ECLI:NL:RVS:2025:4051
Raad van State
- Voorlopige voorziening
- Rechtspraak.nl
Afwijzing verzoek om voorlopige voorziening in asielzaak
Op 22 augustus 2025 heeft de voorzieningenrechter van de Afdeling bestuursrechtspraak van de Raad van State uitspraak gedaan op een verzoek om een voorlopige voorziening in een asielzaak. Verzoeker had eerder een aanvraag ingediend voor een verblijfsvergunning asiel voor bepaalde tijd, welke op 29 april 2025 door de minister van Asiel en Migratie was afgewezen. Hiertegen had verzoeker beroep aangetekend bij de rechtbank Den Haag, die op 1 augustus 2025 het beroep ongegrond verklaarde. Verzoeker heeft vervolgens hoger beroep ingesteld en verzocht om een voorlopige voorziening, zodat hij niet zou worden uitgezet voordat er op het hoger beroep was beslist en om opvang en verstrekkingen te ontvangen.
De voorzieningenrechter heeft in zijn overwegingen aangegeven dat, gelet op de aangevoerde argumenten, het voorlopig oordeel is dat het niet aannemelijk is dat de uitspraak van de rechtbank zal worden vernietigd. De belangen van zowel de minister als verzoeker zijn in de afweging meegenomen. Uiteindelijk heeft de voorzieningenrechter besloten om het verzoek om voorlopige voorziening af te wijzen. De minister is niet verplicht om de proceskosten te vergoeden. De uitspraak is openbaar uitgesproken op dezelfde datum.

════

Leg alstublieft uit waarom de voorzieningenrechter volgens de studietekst het verzoek om een voorlopige voorziening afwees.

════

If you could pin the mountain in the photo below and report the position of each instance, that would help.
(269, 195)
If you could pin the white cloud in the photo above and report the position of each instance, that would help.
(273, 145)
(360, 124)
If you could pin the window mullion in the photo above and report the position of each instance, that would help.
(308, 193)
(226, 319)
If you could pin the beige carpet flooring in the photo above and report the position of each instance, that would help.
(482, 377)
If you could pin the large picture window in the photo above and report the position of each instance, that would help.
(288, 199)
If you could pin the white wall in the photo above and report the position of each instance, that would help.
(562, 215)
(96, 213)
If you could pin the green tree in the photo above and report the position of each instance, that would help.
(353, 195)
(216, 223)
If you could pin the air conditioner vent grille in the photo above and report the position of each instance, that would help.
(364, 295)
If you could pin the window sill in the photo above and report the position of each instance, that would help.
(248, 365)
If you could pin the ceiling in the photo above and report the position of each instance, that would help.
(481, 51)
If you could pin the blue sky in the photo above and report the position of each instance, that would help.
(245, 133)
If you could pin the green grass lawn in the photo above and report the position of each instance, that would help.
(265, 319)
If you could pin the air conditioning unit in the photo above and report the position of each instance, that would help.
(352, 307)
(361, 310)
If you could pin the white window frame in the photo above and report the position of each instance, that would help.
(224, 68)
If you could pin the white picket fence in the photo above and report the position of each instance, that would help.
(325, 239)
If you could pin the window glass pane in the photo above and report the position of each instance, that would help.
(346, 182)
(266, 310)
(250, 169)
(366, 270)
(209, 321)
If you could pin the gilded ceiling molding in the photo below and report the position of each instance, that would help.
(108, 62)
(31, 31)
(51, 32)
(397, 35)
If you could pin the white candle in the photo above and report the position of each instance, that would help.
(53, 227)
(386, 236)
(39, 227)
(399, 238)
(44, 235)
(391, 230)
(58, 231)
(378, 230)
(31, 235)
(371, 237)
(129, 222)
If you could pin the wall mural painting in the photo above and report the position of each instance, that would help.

════

Uw antwoord =
Gelet op de aangevoerde argumenten oordeelde de voorzieningenrechter voorlopig dat het niet aannemelijk is dat de uitspraak van de rechtbank zal worden vernietigd. Op basis daarvan en na afweging van de belangen van de minister en van verzoeker wees hij het verzoek af.